**Problem statement:**
Output each record in full, exactly as it stands.

**Data supplied:**
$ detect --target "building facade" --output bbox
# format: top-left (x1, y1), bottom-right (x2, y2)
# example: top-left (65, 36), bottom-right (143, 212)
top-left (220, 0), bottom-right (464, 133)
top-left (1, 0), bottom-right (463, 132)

**Finished exercise:**
$ detect --target "building facade" --output bbox
# format: top-left (x1, y1), bottom-right (x2, y2)
# example: top-left (65, 36), bottom-right (143, 212)
top-left (220, 0), bottom-right (464, 133)
top-left (1, 0), bottom-right (463, 132)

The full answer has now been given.